TEXTAUSZUG:
>>>>
Stress, hohe Arbeitsbelastung, ein Anranzer vom Chef und dann vergreift sich noch der Kollege im Ton. Schon ist sie da, die Wut. Wer jetzt keinen kühlen Kopf bewahrt, gerät mit Kollegen und Vorgesetzten in Streit. Und das passiert ständig, wie eine Umfrage der Industrie- und Handelskammer Frankfurt zusammen mit dem Prüfungs- und Beratungsunternehmen Mazars zeigt. Am häufigsten gibt es demnach Streit in den eigenen Reihen. Klar, denn mit den eigenen Kollegen verbringt man in der Regel acht oder neun Stunden am Tag in einem Raum. Da ist viel Platz für Reibereien.
Streit und Wut gehören zu unserem Leben und lassen sich nicht vermeiden. Doch was im Freundes- und Bekanntenkreis oder in der Familie möglich ist, ist im Beruf nicht so ohne Weiteres machbar. Nämlich, den Ärger rauszulassen. Wer Türen knallt oder schreiend über den Flur tobt, steht weder ganz oben auf der Beförderungsliste, noch genießt er einen besonders guten Ruf bei den Kollegen. Seinen Gefühlen im Job derart Ausdruck zu verleihen, ist ein Zeichen von Schwäche.
Mit wem wir uns im Beruf am häufigsten streiten
Je mehr ein Mensch mit einem anderen zu tun hat, desto höher die Wahrscheinlichkeit, dass sie aneinander geraten. Entsprechend gaben 37 Prozent der Teilnehmer an der Umfrage "Streit - erfolgreich oder folgenreich" der IHK Frankfurt an, sich häufig mit Kollegen beziehungsweise Mitarbeitern zu streiten.
<<<<
MATERIAL:
>>>>
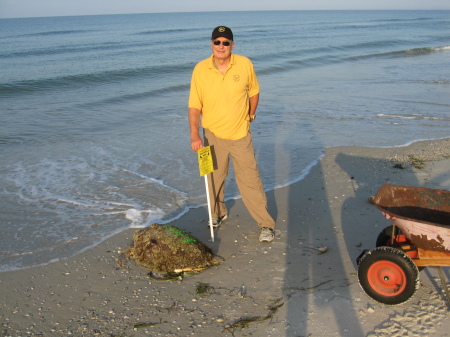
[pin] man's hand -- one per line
(194, 120)
(196, 143)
<<<<
AUFGABEN:
[1] Prüfen Sie anhand des Auszugs über Streit im Beruf, ob die folgenden Aussagen zutreffen:
(a) Laut der Umfrage gibt es am häufigsten Streit mit Vorgesetzten.
(b) 37 Prozent der Befragten gaben an, sich häufig mit Kollegen beziehungsweise Mitarbeitern zu streiten.
(c) Wer im Job seinen Ärger lautstark zeigt, beweist damit Stärke.
Antworten Sie jeweils mit Ja oder Nein und zitieren Sie die entscheidenden Worte wörtlich.
[2] Führen Sie den Auszug über Streit im Beruf nach seinem letzten Satz fort.

LÖSUNGEN:
[1]
(a) Nein: „Am häufigsten gibt es demnach Streit in den eigenen Reihen.“
(b) Ja: „37 Prozent der Teilnehmer“ gaben an, „sich häufig mit Kollegen beziehungsweise Mitarbeitern zu streiten“.
(c) Nein: „Seinen Gefühlen im Job derart Ausdruck zu verleihen, ist ein Zeichen von Schwäche.“

[2]
Mehr als ein Drittel gab an, sich häufig mit Führungskräften zu streiten.
Ein Viertel sagte, dass sie häufig mit der Geschäftsleitung aneinander geraten.
23 Prozent streiten sich häufig mit Kunden.
Bei 14 Prozent sind Zulieferer ein häufiger Streitgrund und -partner.
Elf Prozent streiten sich häufig mit Behörden, mit denen sie beruflich zu tun haben.
Jeweils sieben Prozent gaben an, sich mit Gesellschaftern beziehungsweise Kooperationspartnern in die Haare zu kriegen.
Nur drei Prozent geraten häufig mit Kapitalgebern und Banken aneinander.
Ärger nicht hinunter schlucken
Die Wut herunter zu schlucken, ist allerdings auch keine Lösung. Schon 1939 hat der Psychoanalytiker Franz Alexander die These aufgestellt, dass unterdrückter Ärger zu Bluthochdruck führen kann. Auch psychische Probleme wie Depressionen oder Bulimie führte er darauf zurück. Und eine schwedische Langzeit-Studie wies nach, dass heruntergeschluckter Ärger das Herzinfarkt-Risiko erhöht.
Die Forscher untersuchten in den Jahren 2755 männliche Teilnehmer, die zu Beginn der Untersuchungen in den Jahren 1992 bis 1995 gesund waren und noch nie einen Herzinfarkt erlitten hatten. Mit Fragebögen wurde erhoben, ob sie sich auf der Arbeit unfair behandelt fühlen und wie sie damit umgehen. Das Forscherteam um Constanze Leineweber vom Stress Research Institute der Universität Stockholm stellte in der zehn Jahre andauernden Beobachtung der Probanden fest, dass es einen Zusammenhang zwischen aufgestauter Wut und Herzerkrankungen gibt. Die Männer, die regelmäßig ihren Ärger herunterschluckten, wiesen ein doppelt so hohes Risiko für Herzkrankheiten bis hin zum Tod durch Herzinfarkt auf.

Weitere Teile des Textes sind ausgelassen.